Stored items:

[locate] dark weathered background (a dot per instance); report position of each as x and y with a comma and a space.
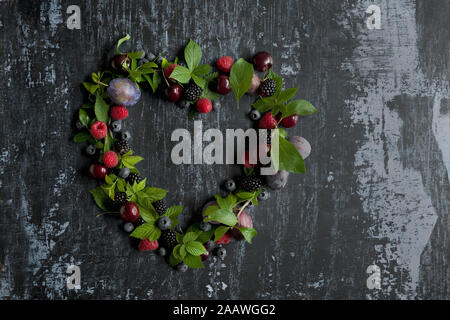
377, 187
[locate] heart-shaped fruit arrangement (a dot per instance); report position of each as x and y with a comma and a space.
195, 86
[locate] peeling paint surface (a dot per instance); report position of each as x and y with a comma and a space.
376, 191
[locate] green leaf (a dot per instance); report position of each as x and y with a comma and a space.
101, 109
202, 70
181, 74
193, 262
286, 95
223, 216
174, 211
83, 116
81, 136
241, 75
146, 231
300, 107
91, 87
287, 158
131, 161
192, 55
100, 197
122, 40
248, 233
195, 248
190, 236
226, 203
220, 231
277, 79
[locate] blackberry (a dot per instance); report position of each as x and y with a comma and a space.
169, 239
193, 92
122, 146
250, 183
134, 177
160, 206
119, 199
267, 88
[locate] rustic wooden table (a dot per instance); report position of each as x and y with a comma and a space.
375, 197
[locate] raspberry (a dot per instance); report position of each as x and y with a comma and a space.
204, 105
147, 245
225, 239
99, 130
267, 121
119, 112
110, 159
224, 63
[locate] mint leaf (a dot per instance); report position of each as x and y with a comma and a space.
300, 107
202, 70
190, 236
220, 231
286, 95
122, 40
248, 233
100, 197
101, 109
223, 216
91, 87
192, 55
241, 75
81, 137
146, 231
193, 261
195, 248
181, 74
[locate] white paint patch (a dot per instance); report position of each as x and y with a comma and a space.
392, 195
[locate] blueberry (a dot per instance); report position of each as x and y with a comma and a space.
264, 195
182, 267
126, 135
79, 125
116, 126
216, 105
185, 104
142, 61
255, 115
128, 227
221, 253
205, 226
162, 251
164, 223
230, 185
124, 173
91, 149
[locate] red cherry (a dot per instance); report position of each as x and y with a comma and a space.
290, 121
263, 61
168, 70
223, 84
129, 211
98, 171
118, 62
173, 93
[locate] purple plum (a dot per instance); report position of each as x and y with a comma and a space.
123, 91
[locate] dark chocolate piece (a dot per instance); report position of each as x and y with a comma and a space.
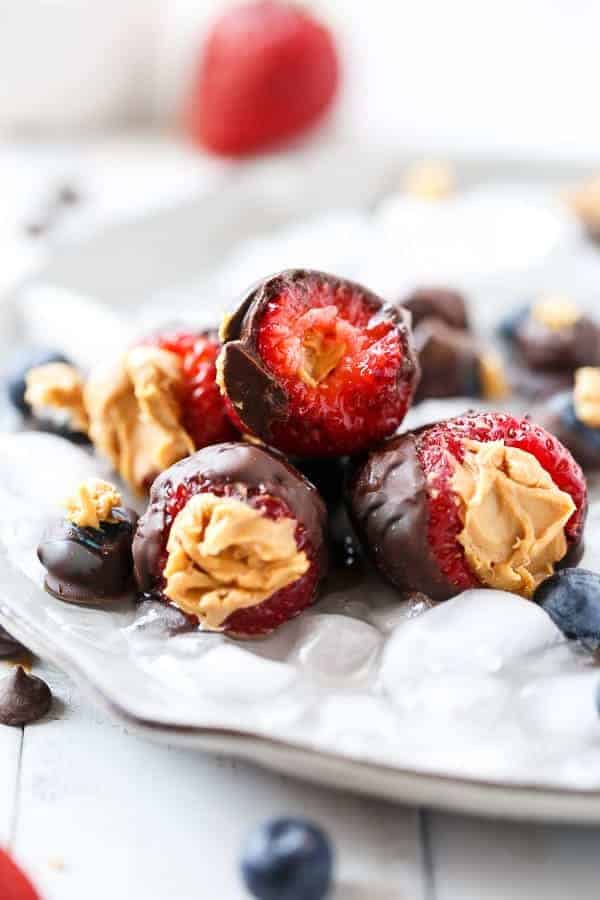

Required task:
State how many lines of the stored items above contain the string "paint", matching case exactly. Give only the number.

The completed task:
2